What is required: Only lines holding the word "girl" should be copied from the material.

The input:
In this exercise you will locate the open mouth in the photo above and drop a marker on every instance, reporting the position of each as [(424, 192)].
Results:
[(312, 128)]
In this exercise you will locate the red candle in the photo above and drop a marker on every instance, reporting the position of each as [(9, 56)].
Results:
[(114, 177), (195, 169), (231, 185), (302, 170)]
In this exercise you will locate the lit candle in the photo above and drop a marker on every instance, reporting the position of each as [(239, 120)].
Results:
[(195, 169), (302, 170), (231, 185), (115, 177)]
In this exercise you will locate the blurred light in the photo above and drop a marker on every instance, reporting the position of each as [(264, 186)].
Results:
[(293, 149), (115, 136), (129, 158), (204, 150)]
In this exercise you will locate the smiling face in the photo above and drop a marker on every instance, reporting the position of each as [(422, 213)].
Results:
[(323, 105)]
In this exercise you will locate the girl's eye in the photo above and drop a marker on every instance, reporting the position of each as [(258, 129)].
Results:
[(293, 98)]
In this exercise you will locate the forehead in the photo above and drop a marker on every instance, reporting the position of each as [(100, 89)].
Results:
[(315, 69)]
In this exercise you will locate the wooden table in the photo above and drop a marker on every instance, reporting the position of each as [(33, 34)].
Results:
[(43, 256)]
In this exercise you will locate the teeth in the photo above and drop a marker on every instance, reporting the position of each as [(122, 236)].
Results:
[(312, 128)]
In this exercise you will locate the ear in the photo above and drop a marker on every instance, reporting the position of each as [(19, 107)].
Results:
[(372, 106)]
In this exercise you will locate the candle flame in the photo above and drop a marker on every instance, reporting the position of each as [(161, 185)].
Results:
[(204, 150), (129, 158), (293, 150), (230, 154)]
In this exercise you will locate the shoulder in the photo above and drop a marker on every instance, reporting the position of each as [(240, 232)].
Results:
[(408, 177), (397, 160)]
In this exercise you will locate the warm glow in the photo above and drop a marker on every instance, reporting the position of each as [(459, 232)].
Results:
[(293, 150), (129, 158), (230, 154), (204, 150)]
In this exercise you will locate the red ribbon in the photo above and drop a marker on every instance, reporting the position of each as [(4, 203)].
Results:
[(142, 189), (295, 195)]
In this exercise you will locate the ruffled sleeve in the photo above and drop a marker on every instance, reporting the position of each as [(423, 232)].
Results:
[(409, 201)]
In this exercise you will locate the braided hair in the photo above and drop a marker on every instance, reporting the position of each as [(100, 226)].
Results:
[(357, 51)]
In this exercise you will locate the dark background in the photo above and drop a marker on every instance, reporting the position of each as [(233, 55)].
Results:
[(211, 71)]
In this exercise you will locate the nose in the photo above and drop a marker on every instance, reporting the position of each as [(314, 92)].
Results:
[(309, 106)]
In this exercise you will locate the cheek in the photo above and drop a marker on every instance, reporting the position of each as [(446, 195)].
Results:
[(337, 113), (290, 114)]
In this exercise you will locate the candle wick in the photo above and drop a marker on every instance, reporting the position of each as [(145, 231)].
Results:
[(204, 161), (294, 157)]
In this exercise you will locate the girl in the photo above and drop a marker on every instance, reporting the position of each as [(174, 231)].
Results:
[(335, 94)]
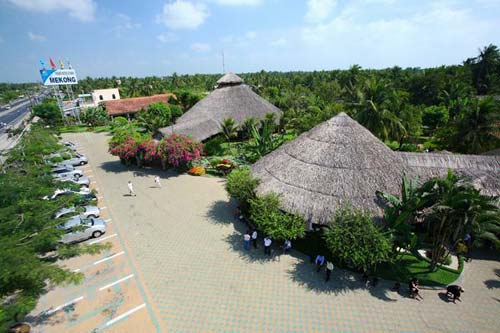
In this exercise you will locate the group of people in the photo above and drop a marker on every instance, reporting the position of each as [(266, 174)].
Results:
[(250, 237), (130, 186), (320, 262)]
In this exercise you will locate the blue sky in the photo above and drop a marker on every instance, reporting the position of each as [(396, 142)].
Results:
[(149, 37)]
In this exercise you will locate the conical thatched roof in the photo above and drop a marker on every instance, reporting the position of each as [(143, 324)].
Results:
[(340, 162), (231, 99), (335, 163)]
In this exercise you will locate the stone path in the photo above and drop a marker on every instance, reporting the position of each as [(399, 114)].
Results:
[(189, 252)]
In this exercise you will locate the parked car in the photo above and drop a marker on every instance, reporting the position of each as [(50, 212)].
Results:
[(83, 211), (78, 229), (79, 159), (75, 174), (62, 168), (82, 192), (83, 181), (69, 145)]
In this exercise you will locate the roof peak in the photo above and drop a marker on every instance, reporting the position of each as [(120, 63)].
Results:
[(229, 79)]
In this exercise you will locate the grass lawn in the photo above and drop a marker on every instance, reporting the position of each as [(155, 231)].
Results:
[(83, 128), (410, 266)]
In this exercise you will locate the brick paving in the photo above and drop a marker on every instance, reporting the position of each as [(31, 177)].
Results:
[(188, 251)]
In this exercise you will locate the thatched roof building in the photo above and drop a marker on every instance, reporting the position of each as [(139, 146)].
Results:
[(231, 99), (340, 162)]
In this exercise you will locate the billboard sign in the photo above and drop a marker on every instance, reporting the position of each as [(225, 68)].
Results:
[(56, 77)]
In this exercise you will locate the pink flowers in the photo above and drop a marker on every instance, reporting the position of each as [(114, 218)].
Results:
[(176, 150)]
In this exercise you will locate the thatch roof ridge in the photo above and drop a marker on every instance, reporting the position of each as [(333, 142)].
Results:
[(229, 78)]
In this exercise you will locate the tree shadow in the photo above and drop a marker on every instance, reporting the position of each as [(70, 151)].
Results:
[(492, 284), (444, 297), (341, 281)]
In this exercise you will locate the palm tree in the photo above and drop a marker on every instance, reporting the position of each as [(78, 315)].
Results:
[(478, 129), (374, 111), (229, 128)]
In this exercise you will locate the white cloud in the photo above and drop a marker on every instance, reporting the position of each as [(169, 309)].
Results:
[(238, 2), (36, 38), (200, 47), (168, 37), (125, 23), (83, 10), (319, 10), (183, 14), (278, 42)]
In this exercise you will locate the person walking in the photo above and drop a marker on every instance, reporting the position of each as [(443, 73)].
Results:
[(246, 239), (131, 189), (254, 238), (329, 269), (157, 181), (267, 245), (320, 260)]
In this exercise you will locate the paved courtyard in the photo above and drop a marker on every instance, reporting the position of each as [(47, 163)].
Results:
[(188, 253)]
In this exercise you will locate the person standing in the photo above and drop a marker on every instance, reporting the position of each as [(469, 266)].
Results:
[(254, 238), (267, 245), (329, 269), (157, 181), (246, 239), (320, 260), (131, 189)]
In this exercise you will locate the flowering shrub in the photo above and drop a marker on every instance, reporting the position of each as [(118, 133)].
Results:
[(178, 150), (197, 171), (125, 150), (147, 150)]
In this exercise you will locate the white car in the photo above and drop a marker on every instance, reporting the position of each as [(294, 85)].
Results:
[(75, 174), (78, 229), (85, 212), (83, 181)]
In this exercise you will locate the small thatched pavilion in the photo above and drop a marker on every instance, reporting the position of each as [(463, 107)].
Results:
[(340, 162), (231, 99)]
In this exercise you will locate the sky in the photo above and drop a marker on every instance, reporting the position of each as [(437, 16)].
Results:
[(153, 37)]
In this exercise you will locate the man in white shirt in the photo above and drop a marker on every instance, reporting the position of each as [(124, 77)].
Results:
[(131, 189), (267, 245), (254, 238)]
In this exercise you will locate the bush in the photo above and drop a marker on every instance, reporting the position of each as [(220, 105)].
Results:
[(178, 150), (354, 239), (197, 171), (241, 186), (267, 216)]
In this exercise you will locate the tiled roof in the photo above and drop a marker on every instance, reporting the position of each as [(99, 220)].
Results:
[(133, 105)]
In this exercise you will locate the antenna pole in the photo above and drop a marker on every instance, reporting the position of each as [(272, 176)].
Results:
[(223, 65)]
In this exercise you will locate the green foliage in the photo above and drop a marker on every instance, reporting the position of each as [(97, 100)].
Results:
[(49, 111), (354, 239), (94, 116), (28, 231), (267, 216), (229, 128), (241, 185), (156, 116)]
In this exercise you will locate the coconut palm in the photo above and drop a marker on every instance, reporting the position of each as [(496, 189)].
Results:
[(229, 128)]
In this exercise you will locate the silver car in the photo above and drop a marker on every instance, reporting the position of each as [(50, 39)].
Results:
[(79, 159), (75, 174), (78, 229), (85, 212), (83, 181)]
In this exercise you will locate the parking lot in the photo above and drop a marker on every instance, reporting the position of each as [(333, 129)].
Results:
[(111, 297)]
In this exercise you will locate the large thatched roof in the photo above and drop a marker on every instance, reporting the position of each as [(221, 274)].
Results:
[(340, 162), (231, 99)]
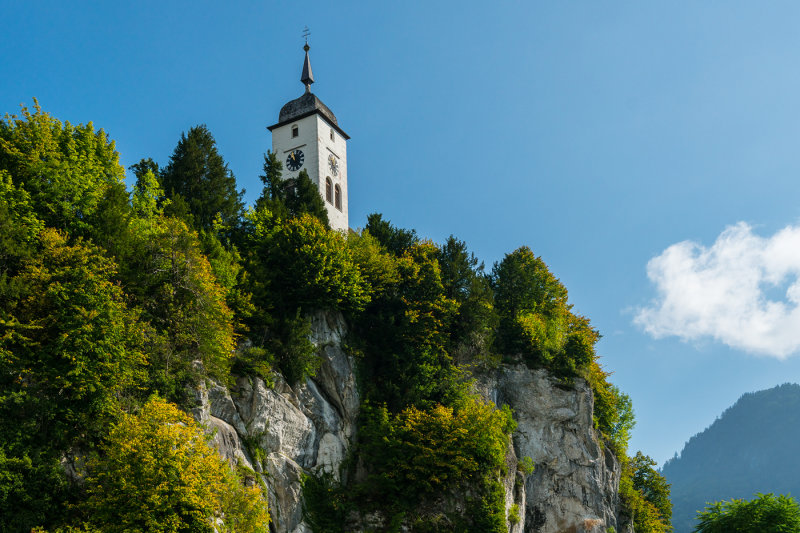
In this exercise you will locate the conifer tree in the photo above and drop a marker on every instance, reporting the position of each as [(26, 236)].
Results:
[(199, 182)]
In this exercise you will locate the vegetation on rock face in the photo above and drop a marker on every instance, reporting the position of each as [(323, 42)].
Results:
[(156, 472), (106, 300)]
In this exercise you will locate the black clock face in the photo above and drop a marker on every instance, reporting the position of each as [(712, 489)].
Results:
[(334, 165), (295, 160)]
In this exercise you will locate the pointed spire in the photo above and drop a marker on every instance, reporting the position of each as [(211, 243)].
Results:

Exercise answer:
In this exercise you will locate the girl's eye in the photo above and drop a marker on every instance, reporting the position of each as [(258, 129)].
In this exercise you will locate the girl in the photo above and drop a marker on every instance, reporting the position of each as [(174, 231)].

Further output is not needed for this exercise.